Input:

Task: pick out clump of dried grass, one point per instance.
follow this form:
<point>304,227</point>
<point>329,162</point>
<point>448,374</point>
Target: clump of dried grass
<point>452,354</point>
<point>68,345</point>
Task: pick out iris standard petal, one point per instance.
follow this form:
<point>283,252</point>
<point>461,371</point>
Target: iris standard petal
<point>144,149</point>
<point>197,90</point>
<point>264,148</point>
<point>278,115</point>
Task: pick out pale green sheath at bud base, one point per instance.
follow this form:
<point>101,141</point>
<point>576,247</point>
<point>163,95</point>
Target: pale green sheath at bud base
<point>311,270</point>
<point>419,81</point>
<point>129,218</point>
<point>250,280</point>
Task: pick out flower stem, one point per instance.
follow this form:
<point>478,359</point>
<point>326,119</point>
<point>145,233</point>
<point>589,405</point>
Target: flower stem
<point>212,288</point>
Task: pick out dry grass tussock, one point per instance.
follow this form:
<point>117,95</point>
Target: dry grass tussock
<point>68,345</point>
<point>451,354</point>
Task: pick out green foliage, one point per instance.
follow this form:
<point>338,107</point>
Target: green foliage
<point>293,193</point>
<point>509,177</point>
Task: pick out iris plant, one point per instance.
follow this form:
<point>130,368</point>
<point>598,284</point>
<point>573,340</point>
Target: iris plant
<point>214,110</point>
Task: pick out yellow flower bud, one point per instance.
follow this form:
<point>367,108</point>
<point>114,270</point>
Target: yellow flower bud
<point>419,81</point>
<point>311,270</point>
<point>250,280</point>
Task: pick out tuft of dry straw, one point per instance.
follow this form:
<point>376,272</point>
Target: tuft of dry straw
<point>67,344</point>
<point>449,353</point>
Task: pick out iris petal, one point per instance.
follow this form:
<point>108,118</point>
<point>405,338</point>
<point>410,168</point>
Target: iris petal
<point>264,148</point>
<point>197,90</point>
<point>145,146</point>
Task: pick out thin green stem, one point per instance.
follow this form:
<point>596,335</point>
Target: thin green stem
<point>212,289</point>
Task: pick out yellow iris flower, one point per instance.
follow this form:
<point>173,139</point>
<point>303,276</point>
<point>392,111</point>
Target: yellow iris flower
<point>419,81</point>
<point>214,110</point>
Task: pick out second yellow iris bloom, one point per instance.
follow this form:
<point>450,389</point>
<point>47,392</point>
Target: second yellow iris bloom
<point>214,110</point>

Exercise instructions: Return exactly the run of lines that opens with the one containing "<point>410,168</point>" and closes with the last line of the records above.

Completed task:
<point>410,168</point>
Target: iris petal
<point>264,148</point>
<point>197,90</point>
<point>145,146</point>
Task: pick out thin green stem, one point per instance.
follow this form:
<point>596,335</point>
Target: thin green stem
<point>212,289</point>
Task: pick out yellow iris flower, one point per instance.
follow this form:
<point>173,139</point>
<point>303,276</point>
<point>392,111</point>
Target: yellow iris flower
<point>419,81</point>
<point>214,110</point>
Task: pick out second yellow iris bloom, one point per instance.
follow this form:
<point>450,389</point>
<point>47,392</point>
Target: second yellow iris bloom
<point>214,110</point>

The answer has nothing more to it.